Begin at the line holding "Where can you find the man in" and set down exactly each line through the last one below, omitting pictures. Include nothing else.
--- Dataset ---
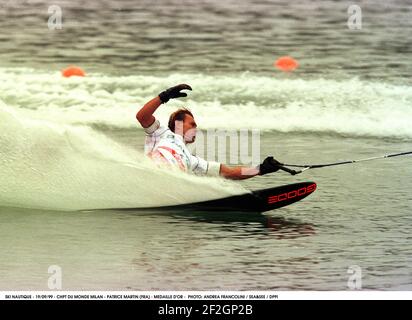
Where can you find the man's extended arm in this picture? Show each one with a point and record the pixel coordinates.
(145, 114)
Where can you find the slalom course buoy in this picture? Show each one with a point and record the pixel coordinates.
(286, 64)
(71, 71)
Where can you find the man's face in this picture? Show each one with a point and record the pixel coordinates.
(189, 129)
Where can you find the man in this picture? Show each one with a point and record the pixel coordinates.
(168, 144)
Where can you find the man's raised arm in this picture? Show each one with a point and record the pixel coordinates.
(145, 114)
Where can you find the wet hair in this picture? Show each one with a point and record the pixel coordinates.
(178, 115)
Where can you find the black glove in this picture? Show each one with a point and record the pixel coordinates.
(174, 92)
(269, 165)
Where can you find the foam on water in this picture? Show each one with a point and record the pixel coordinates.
(286, 104)
(48, 166)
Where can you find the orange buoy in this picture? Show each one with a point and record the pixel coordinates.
(286, 63)
(73, 71)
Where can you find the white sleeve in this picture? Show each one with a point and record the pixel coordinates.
(202, 167)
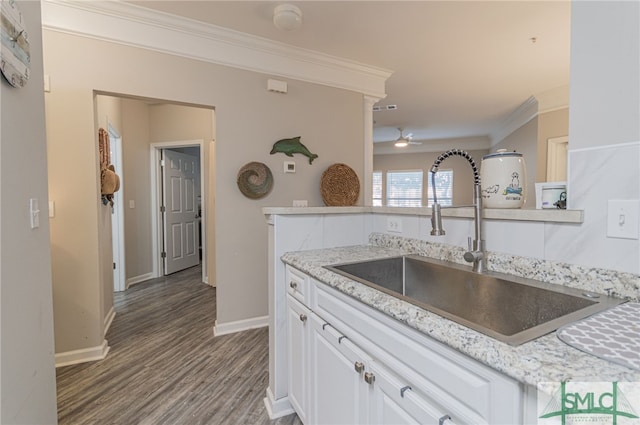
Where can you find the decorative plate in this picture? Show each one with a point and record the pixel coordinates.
(255, 180)
(339, 186)
(15, 56)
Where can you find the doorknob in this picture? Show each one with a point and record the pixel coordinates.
(369, 378)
---
▶ [The answer]
Where can you find the man in this picture? Show each one with a point and record the pixel coordinates.
(168, 144)
Where can you find the man's raised arm in this picture? Show each one with a point and record the pixel coordinates.
(145, 114)
Where can you find the wet hair in this picture? Show each one with a point and record the pixel coordinates.
(178, 115)
Where can you find the black glove in this picture? Show each one with a point and record the pixel coordinates.
(174, 92)
(269, 165)
Where can you find the foam on water in this picture? Show each one with a point and record the pixel coordinates.
(286, 104)
(48, 166)
Where can you find the orange buoy in this picture? Show each one with a point and record the pixel coordinates.
(286, 63)
(73, 71)
Where can you find the white sleeve in this picture? Show each one with a point and record the pixel coordinates.
(202, 167)
Where can you find the decorative plate in this picture? Show each one with a point and record the pixel coordinates.
(255, 180)
(339, 186)
(15, 56)
Where can you find the doorknob in this picture? Show each one with a point and record the pixel coordinates.
(369, 378)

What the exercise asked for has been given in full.